BUNDESGERICHTSHOF StR 48/19 BESCHLUSS vom 16. April 2019 in der Strafsache gegen wegen versuchten Totschlags u.a.

ECLI:DE:BGH:2019:160419B3STR48.19.1 Der 3. Strafsenat des Bundesgerichtshofs hat nach Anhörung des Beschwerdeführers und des Generalbundesanwalts - zu 2. auf dessen Antrag - am 16. April 2019 gemäß § 349 Abs. 2 und 4, § 354 Abs. 1 analog StPO einstimmig beschlossen:

1. Auf die Revision des Angeklagten wird das Urteil des Landgerichts Hannover vom 11. September 2018, soweit es ihn betrifft, im Schuldspruch a) dahin geändert, dass der Angeklagte des versuchten Totschlags in Tateinheit mit gefährlicher Körperverletzung sowie der gefährlichen Körperverletzung schuldig ist, und b) dahin ergänzt, dass er im Übrigen freigesprochen wird; insoweit fallen die Kosten des Verfahrens und die ausscheidbaren notwendigen Auslagen des Angeklagten der Staatskasse zur Last.

2. Die weitergehende Revision wird verworfen.

3. Der Beschwerdeführer hat die verbleibenden Kosten seines Rechtsmittels und die der Nebenklägerin im Revisionsverfahren entstandenen notwendigen Auslagen zu tragen.

Gründe:

Das Landgericht hat den Angeklagten des versuchten Totschlags in Tateinheit mit gefährlicher Körperverletzung schuldig gesprochen und gegen ihn unter Einbeziehung einer Vorverurteilung eine Einheitsjugendstrafe von fünf Jahren verhängt. Die auf die Rüge der Verletzung materiellen Rechts gestützte Revision des Angeklagten führt zur Änderung des Schuldspruchs (§ 354 Abs. 1 StPO analog) gemäß 1. a) der Beschussformel sowie - als Teilerfolg nach § 349 Abs. 4 StPO - gemäß 1. b) der Beschussformel. Im Übrigen ist das Rechtsmittel unbegründet im Sinne des § 349 Abs. 2 StPO.

1. Das Landgericht hat festgestellt, dass der Angeklagte im bewussten und gewollten Zusammenwirken mit dem Mitangeklagten M.

A.

----------------------------------------

Aufgaben:
A) Nenne alle Vorschriften der StPO, die im Beschluss des Bundesgerichtshofs angeführt werden, jeweils mit Paragraph und Absatz.
B) Überarbeite im Beschluss den Abschnitt, der bei „2. Die weitergehende“ beginnt und bei „Auslagen zu tragen.“ endet, und setze dabei „Angeklagte“ an die Stelle von „Beschwerdeführer“.
C) Schreibe den Beschluss des Bundesgerichtshofs über die Revision des Angeklagten von der Stelle aus weiter, an der er endet.
Für die Bearbeitung sind die Einträge ohne Bedeutung.

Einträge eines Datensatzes
----------------------------------------

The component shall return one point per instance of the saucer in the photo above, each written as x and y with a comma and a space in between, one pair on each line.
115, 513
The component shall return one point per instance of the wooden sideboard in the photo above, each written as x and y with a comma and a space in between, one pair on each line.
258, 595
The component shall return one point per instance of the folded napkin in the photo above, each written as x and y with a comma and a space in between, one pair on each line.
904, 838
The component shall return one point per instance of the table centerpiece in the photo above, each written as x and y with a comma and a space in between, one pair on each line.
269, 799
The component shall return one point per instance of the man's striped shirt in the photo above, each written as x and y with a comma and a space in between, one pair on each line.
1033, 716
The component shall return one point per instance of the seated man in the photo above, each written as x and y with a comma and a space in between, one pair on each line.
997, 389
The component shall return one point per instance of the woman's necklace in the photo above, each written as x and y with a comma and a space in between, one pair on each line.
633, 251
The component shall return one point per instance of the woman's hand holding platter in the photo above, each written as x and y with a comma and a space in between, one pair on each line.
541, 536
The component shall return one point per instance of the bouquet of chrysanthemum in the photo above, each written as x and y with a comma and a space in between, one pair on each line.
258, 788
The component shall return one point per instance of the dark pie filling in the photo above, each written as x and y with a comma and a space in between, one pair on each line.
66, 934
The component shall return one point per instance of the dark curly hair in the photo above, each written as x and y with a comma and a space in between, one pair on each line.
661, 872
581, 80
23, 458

----------------------------------------

Antworten:
A)
- § 349 Abs. 2 StPO
- § 349 Abs. 4 StPO
- § 354 Abs. 1 StPO

B)
2. Die weitergehende Revision wird verworfen.

3. Der Angeklagte hat die verbleibenden Kosten seines Rechtsmittels und die der Nebenklägerin im Revisionsverfahren entstandenen notwendigen Auslagen zu tragen.

C)
und dem strafunmündigen Zeugen H.

am Abend des

24. März 2018 auf offener Straße in B.

dem Zeugen K. Faustschläge gegen Kopf und Oberkörper versetzte. Als der Angeklagte ein Messer aus seiner Hosentasche zog, griff die Nebenklägerin aus Sorge um das Leben des Zeugen K. , ihres Lebensgefährten, in das Geschehen ein. Daraufhin rammte der Angeklagte ihr das Messer mit bedingtem Tötungsvorsatz wuchtig in den linken Oberbauch. In der Vorstellung, ihr möglicherweise tödliche Verletzungen zugefügt zu haben, rannte er anschließend davon.

Die Jugendkammer hat sich nicht davon überzeugen können, dass der Angeklagte, wie ihm mit der Anklageschrift der Staatsanwaltschaft Hannover vom 28. Mai 2018 vorgeworfen worden war, nach dem Stich und vor seiner Flucht erfolglos versuchte, mit dem Messer auch den Zeugen K. zu verletzen.

2. Die auf versuchten Totschlag in Tateinheit mit gefährlicher Körperverletzung lautende Verurteilung begegnet durchgreifenden rechtlichen Bedenken. Stattdessen belegen die Feststellungen eine Strafbarkeit wegen gefährlicher Körperverletzung in zwei (tatmehrheitlichen) Fällen, davon in einem Fall in Tateinheit mit versuchtem Totschlag.

a) Das Landgericht hat die Konkurrenzen dahin beurteilt, dass die von ihm festgestellten Taten zum Nachteil des Zeugen K. einerseits - gefährliche Körperverletzung (§ 223 Abs. 1, § 224 Abs. 1 Nr. 4 StGB) - sowie zum Nachteil der Nebenklägerin andererseits - versuchter Totschlag in Tateinheit mit gefährlicher Körperverletzung (§ 212 Abs. 1, § 223 Abs. 1, § 224 Abs. 1 Nr. 2, 5, §§ 22, 23 Abs. 1, § 52 StGB) - zueinander im Verhältnis der Idealkonkurrenz (§ 52 StGB) stehen (s. UA S. 30), wenngleich es eine solche tateinheitliche Begehung von zwei gefährlichen Körperverletzungen im Urteilstenor nicht zum Ausdruck gebracht hat.

b) Diese Rechtsansicht hält sachlichrechtlicher Nachprüfung nicht stand.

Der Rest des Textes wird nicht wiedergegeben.